> Written instruction: Write out the complete material exactly as it stands.

─── Data supplied ───

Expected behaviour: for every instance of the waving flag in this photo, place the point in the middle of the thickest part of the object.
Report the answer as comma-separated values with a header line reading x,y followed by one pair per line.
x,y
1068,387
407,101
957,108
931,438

───

> Result:
Expected behaviour: for every instance of the waving flag in this photo, place the point in the middle of the thickest part of the object.
Report the answer as comma-separated values with a header line reading x,y followed by one pair per line.
x,y
1068,387
407,101
957,108
931,438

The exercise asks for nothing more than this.